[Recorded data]
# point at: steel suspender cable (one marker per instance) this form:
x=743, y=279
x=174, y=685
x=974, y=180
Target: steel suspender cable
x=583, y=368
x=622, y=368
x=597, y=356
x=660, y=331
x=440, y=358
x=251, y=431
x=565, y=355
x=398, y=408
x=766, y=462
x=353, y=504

▶ EXERCISE
All of the data above needs to be given again exactly.

▶ TASK RESULT
# point at: steel suspender cable (one marker per instance) this form:
x=743, y=279
x=174, y=685
x=974, y=180
Target: steel suspender cable
x=583, y=368
x=622, y=368
x=597, y=356
x=660, y=331
x=440, y=358
x=251, y=431
x=565, y=355
x=398, y=408
x=766, y=462
x=353, y=504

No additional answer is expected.